Reproduce word for word the records below, from the line holding "One pin marks each instance of the ceiling exhaust" through the last line of the records, inclusive.

Begin Records to process

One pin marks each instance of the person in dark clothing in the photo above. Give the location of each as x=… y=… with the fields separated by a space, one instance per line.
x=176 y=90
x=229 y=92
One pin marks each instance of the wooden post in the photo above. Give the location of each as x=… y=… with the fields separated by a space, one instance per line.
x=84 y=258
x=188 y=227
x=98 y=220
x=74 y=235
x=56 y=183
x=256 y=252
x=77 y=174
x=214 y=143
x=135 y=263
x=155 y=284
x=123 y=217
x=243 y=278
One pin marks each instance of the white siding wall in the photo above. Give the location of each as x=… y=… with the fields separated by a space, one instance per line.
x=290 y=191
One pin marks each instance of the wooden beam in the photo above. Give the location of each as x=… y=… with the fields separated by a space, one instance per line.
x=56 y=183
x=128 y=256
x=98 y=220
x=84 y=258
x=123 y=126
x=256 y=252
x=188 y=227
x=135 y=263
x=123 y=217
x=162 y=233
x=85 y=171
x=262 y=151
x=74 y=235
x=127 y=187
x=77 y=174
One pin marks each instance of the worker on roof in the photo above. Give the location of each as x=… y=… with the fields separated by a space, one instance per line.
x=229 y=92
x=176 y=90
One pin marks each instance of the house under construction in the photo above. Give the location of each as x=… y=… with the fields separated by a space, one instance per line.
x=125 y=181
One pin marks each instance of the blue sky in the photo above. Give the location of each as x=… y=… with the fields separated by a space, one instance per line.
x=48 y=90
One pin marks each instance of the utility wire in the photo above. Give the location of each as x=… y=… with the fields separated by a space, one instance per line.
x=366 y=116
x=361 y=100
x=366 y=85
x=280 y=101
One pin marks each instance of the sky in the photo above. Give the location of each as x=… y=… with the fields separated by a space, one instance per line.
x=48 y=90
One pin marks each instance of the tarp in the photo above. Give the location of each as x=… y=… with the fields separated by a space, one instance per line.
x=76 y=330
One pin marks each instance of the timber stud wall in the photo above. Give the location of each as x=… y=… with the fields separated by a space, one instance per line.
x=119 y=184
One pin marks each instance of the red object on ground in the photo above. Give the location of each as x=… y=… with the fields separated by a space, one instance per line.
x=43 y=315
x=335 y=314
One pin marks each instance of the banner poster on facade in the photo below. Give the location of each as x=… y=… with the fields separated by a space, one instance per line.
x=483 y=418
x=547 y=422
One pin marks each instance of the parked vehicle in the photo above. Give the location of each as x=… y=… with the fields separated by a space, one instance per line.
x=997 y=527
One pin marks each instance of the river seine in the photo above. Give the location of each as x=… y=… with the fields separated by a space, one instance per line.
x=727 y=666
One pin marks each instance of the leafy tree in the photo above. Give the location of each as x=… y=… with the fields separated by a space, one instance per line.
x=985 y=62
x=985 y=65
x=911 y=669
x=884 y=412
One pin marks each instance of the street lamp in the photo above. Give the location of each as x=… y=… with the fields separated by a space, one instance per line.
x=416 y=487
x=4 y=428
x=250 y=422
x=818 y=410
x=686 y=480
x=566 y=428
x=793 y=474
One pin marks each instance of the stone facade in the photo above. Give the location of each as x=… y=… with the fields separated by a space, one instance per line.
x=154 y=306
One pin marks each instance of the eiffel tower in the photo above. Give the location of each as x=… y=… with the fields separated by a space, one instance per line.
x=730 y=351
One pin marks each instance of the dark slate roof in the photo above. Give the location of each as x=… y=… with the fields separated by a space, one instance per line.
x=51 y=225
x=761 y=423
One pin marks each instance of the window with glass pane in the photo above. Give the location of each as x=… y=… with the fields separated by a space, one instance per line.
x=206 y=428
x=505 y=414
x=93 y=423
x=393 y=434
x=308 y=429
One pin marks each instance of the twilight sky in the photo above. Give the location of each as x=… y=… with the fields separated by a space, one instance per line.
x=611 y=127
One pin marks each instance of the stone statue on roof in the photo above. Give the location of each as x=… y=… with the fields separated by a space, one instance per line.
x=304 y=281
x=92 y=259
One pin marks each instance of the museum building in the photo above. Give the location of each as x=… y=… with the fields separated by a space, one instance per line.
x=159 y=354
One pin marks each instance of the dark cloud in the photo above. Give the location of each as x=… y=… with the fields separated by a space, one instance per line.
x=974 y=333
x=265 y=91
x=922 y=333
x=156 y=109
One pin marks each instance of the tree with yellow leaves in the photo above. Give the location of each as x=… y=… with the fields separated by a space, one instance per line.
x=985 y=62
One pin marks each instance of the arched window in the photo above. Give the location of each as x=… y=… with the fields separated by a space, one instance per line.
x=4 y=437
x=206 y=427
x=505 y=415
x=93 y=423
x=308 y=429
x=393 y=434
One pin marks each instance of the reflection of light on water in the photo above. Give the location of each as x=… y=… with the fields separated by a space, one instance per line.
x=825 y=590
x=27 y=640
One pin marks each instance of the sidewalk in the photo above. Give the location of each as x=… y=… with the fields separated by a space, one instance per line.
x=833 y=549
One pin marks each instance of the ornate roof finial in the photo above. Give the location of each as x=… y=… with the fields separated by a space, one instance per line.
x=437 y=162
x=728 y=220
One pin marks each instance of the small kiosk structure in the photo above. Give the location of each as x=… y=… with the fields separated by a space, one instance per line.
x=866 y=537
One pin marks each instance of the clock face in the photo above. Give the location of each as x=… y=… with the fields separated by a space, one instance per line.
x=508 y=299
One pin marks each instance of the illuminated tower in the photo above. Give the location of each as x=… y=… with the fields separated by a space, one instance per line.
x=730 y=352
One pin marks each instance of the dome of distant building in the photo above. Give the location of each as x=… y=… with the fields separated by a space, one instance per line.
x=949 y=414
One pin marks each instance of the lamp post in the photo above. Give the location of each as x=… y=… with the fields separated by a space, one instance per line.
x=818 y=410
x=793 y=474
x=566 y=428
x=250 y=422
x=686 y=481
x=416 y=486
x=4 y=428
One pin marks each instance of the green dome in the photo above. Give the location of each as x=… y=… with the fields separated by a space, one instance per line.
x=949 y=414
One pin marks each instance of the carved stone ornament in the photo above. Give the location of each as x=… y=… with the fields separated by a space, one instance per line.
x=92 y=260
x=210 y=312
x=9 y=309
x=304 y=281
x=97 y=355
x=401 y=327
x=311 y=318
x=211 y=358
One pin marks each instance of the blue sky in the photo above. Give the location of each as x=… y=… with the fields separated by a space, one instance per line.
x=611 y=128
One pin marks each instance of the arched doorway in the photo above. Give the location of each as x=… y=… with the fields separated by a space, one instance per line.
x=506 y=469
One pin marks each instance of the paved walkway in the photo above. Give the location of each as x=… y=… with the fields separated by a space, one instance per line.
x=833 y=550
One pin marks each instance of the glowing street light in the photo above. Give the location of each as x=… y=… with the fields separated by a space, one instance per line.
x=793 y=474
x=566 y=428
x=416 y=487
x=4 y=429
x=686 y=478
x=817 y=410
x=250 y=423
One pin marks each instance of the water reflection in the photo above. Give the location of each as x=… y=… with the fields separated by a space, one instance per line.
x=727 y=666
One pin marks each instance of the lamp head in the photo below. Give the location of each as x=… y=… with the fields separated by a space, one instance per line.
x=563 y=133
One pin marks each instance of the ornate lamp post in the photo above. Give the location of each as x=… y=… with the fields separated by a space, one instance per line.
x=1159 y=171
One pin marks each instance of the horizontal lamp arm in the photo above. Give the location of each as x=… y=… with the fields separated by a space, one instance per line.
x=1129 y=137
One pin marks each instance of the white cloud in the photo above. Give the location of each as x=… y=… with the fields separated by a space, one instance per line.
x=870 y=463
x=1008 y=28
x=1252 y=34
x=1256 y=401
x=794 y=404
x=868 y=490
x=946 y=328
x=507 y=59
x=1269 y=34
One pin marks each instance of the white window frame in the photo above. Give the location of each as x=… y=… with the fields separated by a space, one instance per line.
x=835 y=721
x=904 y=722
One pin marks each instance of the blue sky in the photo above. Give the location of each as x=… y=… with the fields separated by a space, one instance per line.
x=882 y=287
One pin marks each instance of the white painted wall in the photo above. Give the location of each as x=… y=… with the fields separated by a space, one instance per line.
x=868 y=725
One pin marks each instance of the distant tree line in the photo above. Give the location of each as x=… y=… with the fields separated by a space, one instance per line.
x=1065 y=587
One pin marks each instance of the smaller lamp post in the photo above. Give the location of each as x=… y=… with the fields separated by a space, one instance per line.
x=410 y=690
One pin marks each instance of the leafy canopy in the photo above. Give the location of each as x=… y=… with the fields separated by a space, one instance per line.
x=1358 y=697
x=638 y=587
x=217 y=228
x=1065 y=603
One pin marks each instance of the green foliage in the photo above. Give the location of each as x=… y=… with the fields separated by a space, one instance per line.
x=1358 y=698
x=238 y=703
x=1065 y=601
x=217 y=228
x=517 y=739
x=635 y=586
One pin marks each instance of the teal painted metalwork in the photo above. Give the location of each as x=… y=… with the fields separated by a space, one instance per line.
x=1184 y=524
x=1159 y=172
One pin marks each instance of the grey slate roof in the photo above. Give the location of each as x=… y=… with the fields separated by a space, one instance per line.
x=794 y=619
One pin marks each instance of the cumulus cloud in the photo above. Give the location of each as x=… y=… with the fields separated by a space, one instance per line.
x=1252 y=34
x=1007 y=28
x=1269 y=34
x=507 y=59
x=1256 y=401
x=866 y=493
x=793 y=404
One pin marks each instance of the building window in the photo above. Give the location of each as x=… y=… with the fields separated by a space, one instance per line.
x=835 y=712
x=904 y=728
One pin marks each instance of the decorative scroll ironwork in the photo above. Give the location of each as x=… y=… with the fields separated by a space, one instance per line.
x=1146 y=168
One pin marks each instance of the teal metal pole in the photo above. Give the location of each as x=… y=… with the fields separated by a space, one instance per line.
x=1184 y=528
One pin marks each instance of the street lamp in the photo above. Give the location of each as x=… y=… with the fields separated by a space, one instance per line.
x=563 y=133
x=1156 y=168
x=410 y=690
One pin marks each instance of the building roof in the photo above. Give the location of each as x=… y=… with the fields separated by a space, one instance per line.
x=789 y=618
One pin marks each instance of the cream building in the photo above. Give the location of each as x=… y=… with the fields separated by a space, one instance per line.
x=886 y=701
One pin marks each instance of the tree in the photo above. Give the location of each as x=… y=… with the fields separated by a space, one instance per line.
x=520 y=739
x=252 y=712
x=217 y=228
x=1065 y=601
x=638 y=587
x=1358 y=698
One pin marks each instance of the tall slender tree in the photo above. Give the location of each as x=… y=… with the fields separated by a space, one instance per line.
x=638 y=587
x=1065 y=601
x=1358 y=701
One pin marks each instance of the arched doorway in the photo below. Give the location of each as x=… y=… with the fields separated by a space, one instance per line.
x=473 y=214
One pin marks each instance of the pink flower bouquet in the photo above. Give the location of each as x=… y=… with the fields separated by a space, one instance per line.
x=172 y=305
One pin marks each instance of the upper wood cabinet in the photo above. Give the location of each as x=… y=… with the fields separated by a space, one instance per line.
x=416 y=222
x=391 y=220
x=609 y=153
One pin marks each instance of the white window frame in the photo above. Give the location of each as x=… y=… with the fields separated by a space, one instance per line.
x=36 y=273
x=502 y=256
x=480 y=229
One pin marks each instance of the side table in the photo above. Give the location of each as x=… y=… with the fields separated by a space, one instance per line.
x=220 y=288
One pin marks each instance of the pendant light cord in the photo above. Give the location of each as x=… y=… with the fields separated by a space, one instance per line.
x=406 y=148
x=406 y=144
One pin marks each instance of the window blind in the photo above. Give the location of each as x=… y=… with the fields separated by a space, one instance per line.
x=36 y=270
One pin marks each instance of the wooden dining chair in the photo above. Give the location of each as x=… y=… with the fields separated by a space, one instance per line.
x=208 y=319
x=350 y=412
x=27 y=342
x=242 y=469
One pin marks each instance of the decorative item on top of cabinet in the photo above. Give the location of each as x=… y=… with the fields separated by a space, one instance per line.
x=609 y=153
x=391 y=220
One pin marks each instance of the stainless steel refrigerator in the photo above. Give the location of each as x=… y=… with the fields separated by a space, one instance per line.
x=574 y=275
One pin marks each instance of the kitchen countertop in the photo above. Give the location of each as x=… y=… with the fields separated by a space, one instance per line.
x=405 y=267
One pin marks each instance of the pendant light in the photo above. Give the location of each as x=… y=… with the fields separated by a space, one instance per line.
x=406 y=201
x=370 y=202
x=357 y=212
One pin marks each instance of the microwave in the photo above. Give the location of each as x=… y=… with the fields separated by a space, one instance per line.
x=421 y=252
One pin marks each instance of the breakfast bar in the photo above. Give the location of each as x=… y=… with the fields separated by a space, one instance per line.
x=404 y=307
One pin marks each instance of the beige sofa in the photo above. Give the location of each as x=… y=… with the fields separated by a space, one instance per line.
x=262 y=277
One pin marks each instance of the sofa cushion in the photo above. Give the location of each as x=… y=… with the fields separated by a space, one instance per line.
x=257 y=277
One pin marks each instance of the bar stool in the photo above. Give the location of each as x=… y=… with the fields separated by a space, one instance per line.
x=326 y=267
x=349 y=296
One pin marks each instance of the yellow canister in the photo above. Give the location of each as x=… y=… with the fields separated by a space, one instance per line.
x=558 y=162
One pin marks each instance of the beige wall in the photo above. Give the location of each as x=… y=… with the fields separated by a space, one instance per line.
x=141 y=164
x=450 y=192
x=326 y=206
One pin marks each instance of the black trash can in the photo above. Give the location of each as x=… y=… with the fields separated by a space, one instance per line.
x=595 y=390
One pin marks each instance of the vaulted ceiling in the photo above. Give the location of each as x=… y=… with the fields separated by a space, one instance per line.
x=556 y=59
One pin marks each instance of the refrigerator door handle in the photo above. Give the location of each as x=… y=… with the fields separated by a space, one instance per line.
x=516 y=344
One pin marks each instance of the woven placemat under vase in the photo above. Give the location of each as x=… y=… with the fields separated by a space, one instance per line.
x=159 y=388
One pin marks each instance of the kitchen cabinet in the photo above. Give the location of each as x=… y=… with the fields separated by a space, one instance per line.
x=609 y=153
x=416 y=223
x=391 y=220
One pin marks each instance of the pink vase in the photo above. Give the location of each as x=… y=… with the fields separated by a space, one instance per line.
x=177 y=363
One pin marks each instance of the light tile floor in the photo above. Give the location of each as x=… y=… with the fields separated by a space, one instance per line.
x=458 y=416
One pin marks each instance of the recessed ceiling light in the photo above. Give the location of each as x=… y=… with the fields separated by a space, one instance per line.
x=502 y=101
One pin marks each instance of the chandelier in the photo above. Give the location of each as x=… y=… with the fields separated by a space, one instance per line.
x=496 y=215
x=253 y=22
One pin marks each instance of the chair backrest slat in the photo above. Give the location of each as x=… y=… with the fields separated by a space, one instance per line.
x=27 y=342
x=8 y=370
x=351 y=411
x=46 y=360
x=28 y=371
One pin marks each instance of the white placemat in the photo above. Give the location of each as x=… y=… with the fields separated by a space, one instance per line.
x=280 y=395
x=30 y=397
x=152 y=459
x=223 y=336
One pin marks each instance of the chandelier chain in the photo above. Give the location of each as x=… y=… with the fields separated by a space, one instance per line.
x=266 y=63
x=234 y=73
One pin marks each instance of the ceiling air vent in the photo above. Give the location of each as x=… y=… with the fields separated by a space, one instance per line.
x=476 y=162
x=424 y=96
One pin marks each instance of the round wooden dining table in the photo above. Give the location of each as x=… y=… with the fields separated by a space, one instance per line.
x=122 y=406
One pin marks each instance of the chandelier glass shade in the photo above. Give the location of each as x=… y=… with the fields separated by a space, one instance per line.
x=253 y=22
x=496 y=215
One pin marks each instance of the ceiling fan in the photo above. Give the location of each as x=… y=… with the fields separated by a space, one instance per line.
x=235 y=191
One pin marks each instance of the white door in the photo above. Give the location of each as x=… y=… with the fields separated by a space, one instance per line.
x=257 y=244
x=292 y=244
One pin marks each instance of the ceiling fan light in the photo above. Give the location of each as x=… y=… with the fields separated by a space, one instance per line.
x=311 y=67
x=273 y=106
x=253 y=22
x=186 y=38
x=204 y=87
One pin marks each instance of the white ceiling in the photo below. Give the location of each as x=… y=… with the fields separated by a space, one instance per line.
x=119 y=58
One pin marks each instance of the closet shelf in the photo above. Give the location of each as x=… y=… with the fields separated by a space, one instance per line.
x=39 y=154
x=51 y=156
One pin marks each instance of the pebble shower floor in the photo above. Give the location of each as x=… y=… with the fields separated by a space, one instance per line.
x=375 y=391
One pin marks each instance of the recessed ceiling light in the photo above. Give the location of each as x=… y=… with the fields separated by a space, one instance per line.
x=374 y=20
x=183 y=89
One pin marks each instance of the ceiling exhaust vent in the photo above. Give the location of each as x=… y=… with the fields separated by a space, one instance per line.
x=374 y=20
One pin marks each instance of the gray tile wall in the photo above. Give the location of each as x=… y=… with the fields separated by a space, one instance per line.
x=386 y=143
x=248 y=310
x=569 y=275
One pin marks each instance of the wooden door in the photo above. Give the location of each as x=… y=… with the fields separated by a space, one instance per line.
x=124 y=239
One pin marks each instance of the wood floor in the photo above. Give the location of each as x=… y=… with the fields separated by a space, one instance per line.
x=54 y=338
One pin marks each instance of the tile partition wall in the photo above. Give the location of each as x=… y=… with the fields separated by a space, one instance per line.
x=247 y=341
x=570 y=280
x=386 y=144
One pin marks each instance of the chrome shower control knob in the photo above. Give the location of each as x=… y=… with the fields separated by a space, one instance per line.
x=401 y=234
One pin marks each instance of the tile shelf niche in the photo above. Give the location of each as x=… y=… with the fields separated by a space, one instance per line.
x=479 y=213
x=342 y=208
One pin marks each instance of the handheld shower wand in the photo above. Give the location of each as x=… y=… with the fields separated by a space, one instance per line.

End Records to process

Solution to this problem:
One pin marks each instance of the ceiling exhaust vent in the photo above. Give the location of each as x=… y=… with the fields separated by a space, one instance per line.
x=374 y=20
One pin marks each instance of the gray tile wall in the photo above. Give the location of each as x=… y=… with the fields separated by a space, one instance per line.
x=386 y=143
x=248 y=310
x=569 y=275
One pin marks each instance of the wooden door in the photo above. Give the location of each as x=… y=… with the fields separated by a space, one instance per line.
x=124 y=239
One pin marks each instance of the wood floor in the photo above. Give the location of each as x=… y=… with the fields separated by a space, one instance per line.
x=54 y=338
One pin marks each instance of the tile partition wall in the photo above. Give the location of each as x=… y=… with the fields separated by a space, one instance per line.
x=247 y=341
x=570 y=280
x=386 y=144
One pin marks each instance of the chrome shower control knob in the photo above. Give the location of each as x=… y=… with the fields separated by a space, one instance per line.
x=401 y=234
One pin marks each instance of the tile shelf niche in the photo above. Give the location of each as x=… y=… with the fields separated by a space, one instance per line.
x=479 y=213
x=342 y=208
One pin marks each instance of the handheld shower wand in the photo above. Give the location of each as x=… y=… with the fields separated by a space, one instance per line.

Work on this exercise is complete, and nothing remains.